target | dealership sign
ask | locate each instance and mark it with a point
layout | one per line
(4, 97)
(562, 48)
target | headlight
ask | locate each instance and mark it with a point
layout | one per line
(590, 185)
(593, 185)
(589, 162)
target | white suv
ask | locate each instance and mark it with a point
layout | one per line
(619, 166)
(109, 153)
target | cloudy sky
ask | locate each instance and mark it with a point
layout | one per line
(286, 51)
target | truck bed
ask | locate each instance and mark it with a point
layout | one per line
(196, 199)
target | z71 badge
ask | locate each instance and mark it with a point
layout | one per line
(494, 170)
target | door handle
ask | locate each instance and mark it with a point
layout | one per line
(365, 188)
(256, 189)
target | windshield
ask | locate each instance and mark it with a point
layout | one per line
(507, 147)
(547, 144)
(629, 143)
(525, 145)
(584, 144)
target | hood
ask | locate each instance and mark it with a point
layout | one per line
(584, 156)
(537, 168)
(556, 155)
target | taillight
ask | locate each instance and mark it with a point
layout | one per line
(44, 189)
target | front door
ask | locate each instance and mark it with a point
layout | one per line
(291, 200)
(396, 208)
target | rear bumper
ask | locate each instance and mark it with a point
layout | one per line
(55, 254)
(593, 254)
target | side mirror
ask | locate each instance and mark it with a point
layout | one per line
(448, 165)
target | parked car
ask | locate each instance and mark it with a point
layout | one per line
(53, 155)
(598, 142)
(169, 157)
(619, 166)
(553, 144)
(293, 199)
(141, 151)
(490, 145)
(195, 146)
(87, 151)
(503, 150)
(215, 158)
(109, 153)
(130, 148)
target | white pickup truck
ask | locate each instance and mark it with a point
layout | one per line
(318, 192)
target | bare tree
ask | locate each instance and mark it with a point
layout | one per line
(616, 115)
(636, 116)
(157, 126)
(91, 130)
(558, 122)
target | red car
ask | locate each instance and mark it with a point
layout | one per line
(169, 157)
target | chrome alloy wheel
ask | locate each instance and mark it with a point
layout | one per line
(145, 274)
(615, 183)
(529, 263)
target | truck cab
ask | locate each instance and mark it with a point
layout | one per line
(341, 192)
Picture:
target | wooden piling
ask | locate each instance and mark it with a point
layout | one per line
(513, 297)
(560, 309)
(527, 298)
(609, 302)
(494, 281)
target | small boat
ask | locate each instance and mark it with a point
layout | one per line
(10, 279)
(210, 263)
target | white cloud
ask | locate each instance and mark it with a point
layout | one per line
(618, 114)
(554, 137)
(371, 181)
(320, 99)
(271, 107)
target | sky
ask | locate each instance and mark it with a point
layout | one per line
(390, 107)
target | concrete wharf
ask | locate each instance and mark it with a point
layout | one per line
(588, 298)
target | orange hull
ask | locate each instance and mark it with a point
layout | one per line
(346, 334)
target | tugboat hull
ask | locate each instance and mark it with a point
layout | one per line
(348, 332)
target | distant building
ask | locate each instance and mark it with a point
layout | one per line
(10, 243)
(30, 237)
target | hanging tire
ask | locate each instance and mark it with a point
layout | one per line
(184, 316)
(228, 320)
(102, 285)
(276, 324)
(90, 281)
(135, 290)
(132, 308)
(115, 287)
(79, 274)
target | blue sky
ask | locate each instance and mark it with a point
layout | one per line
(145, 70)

PROBLEM REQUIREMENTS:
Which lines above contain the word "door"? Show each of them.

SOLUTION:
target | door handle
target | front door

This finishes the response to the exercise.